::: DATA IN THIS EXERCISE :::

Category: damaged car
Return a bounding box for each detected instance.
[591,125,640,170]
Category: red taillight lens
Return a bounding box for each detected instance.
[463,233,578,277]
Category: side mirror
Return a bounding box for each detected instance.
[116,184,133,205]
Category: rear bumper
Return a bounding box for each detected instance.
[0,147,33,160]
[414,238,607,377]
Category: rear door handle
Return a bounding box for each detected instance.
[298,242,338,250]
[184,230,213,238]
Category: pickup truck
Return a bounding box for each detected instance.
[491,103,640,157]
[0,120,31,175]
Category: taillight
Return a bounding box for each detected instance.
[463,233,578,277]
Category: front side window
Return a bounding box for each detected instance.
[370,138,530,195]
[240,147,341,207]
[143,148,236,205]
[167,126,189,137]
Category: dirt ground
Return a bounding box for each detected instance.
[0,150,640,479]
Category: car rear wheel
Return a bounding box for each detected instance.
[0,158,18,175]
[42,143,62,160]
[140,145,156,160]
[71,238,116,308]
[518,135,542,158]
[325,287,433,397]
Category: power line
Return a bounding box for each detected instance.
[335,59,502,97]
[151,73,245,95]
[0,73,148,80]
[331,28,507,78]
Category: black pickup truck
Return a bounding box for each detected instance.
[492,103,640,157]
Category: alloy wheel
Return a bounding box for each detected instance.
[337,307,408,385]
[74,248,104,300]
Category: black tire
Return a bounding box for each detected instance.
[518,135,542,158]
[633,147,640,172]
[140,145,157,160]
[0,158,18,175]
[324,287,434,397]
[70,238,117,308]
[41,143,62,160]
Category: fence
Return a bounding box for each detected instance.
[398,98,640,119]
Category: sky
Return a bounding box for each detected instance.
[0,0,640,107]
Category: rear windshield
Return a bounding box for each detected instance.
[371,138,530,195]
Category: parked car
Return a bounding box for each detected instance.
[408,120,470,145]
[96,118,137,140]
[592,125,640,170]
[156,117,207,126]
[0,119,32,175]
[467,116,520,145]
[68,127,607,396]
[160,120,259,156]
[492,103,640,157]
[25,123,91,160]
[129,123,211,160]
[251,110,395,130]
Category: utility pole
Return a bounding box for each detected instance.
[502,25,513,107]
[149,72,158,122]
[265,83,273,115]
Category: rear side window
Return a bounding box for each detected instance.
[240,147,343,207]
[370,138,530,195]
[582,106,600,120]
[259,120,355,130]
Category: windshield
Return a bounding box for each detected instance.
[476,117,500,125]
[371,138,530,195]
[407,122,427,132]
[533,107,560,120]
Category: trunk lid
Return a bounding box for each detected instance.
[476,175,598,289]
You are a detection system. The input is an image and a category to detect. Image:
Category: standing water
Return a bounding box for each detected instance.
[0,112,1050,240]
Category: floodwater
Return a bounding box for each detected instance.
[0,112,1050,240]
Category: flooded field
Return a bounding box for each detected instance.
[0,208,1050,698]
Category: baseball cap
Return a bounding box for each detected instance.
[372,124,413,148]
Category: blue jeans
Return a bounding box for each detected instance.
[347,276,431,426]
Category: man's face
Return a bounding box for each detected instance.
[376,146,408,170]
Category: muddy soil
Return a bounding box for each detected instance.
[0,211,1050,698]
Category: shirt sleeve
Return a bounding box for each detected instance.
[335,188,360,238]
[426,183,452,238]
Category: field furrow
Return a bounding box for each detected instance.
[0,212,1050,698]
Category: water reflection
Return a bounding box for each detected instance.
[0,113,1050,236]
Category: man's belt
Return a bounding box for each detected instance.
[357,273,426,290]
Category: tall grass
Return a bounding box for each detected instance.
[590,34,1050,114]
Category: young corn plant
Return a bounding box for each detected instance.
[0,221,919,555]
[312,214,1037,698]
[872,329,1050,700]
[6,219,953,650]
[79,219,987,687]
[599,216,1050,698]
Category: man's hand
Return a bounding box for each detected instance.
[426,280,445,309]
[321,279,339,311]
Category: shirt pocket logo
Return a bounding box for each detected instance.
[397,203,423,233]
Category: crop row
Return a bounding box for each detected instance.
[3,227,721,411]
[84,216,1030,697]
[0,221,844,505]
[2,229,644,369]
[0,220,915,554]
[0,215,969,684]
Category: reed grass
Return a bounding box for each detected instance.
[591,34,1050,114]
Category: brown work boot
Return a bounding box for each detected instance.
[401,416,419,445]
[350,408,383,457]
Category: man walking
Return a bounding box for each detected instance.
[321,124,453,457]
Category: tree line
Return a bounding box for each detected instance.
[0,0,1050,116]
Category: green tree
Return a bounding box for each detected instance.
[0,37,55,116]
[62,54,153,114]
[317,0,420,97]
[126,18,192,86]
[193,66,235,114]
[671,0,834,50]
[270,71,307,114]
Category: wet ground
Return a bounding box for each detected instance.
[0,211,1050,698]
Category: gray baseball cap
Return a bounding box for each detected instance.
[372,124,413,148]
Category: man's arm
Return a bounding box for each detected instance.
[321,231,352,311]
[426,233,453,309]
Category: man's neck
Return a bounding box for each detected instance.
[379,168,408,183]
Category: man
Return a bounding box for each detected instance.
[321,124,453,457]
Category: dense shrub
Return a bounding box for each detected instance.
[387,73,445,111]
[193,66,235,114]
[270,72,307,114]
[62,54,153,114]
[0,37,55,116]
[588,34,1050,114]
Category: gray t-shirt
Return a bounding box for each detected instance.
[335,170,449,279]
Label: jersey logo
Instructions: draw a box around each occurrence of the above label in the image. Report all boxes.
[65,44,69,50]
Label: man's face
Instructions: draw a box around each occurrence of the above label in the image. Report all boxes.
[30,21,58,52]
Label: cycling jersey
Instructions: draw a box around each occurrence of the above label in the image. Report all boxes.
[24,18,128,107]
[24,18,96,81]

:::

Reproduce all of the material above word for word, keeping every line in its original order.

**PROBLEM SOLUTION:**
Category: damaged car
Return a bounding box for each detected instance.
[591,125,640,170]
Category: red taillight lens
Return a bounding box for each detected instance.
[463,233,578,277]
Category: side mirror
Return a bounding box for each detected instance.
[116,184,133,205]
Category: rear bumper
Return a bounding box for each detected instance.
[0,147,33,160]
[414,238,607,377]
Category: rear door handle
Return a bounding box for each detected instance.
[298,242,338,250]
[184,230,213,238]
Category: pickup truck
Return a bounding box for each detected instance.
[491,103,640,157]
[0,120,31,175]
Category: taillight
Return a bounding box for each detected instance.
[463,233,578,277]
Category: front side window
Return a bounding box for each detected instance.
[370,138,530,195]
[240,147,341,207]
[143,148,236,205]
[167,126,189,137]
Category: dirt ground
Return a bounding box for each detected instance.
[0,150,640,479]
Category: car rear wheel
Return a bounding box for each detected instance.
[0,158,18,175]
[42,143,62,160]
[140,145,156,160]
[71,238,116,308]
[518,135,542,158]
[325,287,433,397]
Category: power line
Return a bounding box for each detected instance.
[335,59,502,97]
[151,73,245,95]
[0,73,148,80]
[331,28,507,78]
Category: black pickup truck
Return a bounding box for each detected instance.
[492,103,640,157]
Category: alloy wheel
Return a bounding box for each detected instance.
[337,307,408,385]
[74,248,104,300]
Category: black tire
Return a bounding box for each detected instance.
[518,135,542,158]
[633,147,640,172]
[140,145,157,160]
[0,158,18,175]
[324,287,434,397]
[70,238,117,308]
[41,143,62,160]
Category: fence
Return a bounding box for each detected instance.
[398,98,640,119]
Category: sky
Return a bounding box for each detected instance.
[0,0,640,107]
Category: rear windshield
Return a bounding box for each detected instance.
[371,138,530,195]
Category: parked car
Return a bounding box for each detected instance.
[408,120,470,145]
[96,118,137,140]
[592,125,640,170]
[156,117,207,126]
[0,119,32,175]
[467,116,520,145]
[68,127,607,396]
[160,120,259,156]
[492,103,640,157]
[25,123,91,160]
[129,123,211,160]
[251,110,395,130]
Category: utility pole
Return a bounding box for each detected instance.
[502,25,513,107]
[149,72,158,122]
[265,83,273,115]
Category: rear side window
Return a bounding box for each detected instance.
[240,147,343,207]
[370,138,530,195]
[582,106,600,120]
[259,120,355,130]
Category: windshield
Return a bounding box for each detected instance.
[476,117,500,125]
[371,138,530,195]
[407,122,427,132]
[533,107,560,120]
Category: trunk lid
Return a bounding box for each detected instance.
[476,175,598,289]
You are a detection system. The input is an image and a category to detect. Image:
Category: standing water
Return a bounding box for each detected instance.
[0,112,1050,240]
Category: floodwater
Return a bounding box for each detected instance.
[0,112,1050,240]
Category: flooded field
Return a bounding box for each detected instance.
[0,208,1050,698]
Category: baseball cap
Return a bounding box for each detected instance.
[372,124,413,148]
Category: blue jeans
Return a bounding box for each detected instance.
[347,276,431,426]
Category: man's face
Return a bounding box for each detected instance.
[376,146,408,170]
Category: muddy soil
Return a bounding box for each detected instance.
[0,211,1050,698]
Category: shirt sleeve
Return a bounding box for each detected instance.
[335,188,360,238]
[426,183,452,238]
Category: field furrow
Return a bounding box for each detected instance.
[0,212,1050,698]
Category: water reflection
Return a bounding box for each detected instance.
[0,113,1050,236]
Category: man's belt
Return a bounding box for each detected instance.
[357,273,426,290]
Category: tall grass
Return a bounding box for each detected instance.
[590,34,1050,114]
Category: young corn plant
Return a bounding box for each detected instance.
[0,221,919,555]
[312,214,1037,698]
[872,329,1050,700]
[6,219,953,650]
[79,219,987,687]
[599,216,1050,698]
Category: man's hand
Return a bounding box for each detected instance.
[426,280,445,309]
[321,279,339,311]
Category: shirt pocket logo
Return a bounding box for each detected instance.
[397,203,423,233]
Category: crop row
Return a bounding box for each detected instance.
[3,227,721,411]
[84,216,1030,697]
[0,221,844,505]
[2,229,644,369]
[0,220,915,554]
[0,215,969,684]
Category: reed grass
Return a bounding box for each detected instance.
[591,34,1050,114]
Category: brown work boot
Return a bounding box for each detected instance.
[401,416,419,445]
[350,408,383,457]
Category: man walking
Return a bounding box for each detected instance.
[321,124,453,457]
Category: tree line
Return a bounding box for each detected instance.
[0,0,1050,116]
Category: green tree
Return a bounding box for each detected instance.
[0,37,55,116]
[62,54,153,114]
[317,0,420,97]
[126,18,192,86]
[193,66,235,114]
[671,0,834,50]
[270,71,307,114]
Category: wet ground
Return a bounding box for each detected instance.
[0,211,1050,698]
Category: gray baseball cap
Return a bounding box for each detected instance.
[372,124,413,148]
Category: man's arm
Return a bounding box for each detected instance.
[321,231,352,311]
[426,233,453,309]
Category: man's neck
Return a bounding box for each detected instance.
[379,168,408,183]
Category: man
Return a bounding box for each detected instance.
[321,124,453,457]
Category: dense shrub
Return a bounding box for each detected instance.
[387,73,445,111]
[193,66,235,114]
[270,72,307,114]
[62,54,153,114]
[0,37,55,116]
[588,34,1050,114]
Category: gray t-shirt
Return a bounding box for each detected instance.
[335,170,449,279]
Label: jersey logo
Instructions: draw a box around each occurrence of the above label in the image. Report all boxes.
[65,44,69,50]
Label: man's face
Instructions: draw a box around each occurrence of the above label in the image. Report all boxes.
[30,21,58,52]
Label: cycling jersey
Instructions: draw a box around each occurrence of the above label in the image. Report all boxes.
[24,18,128,107]
[24,18,96,81]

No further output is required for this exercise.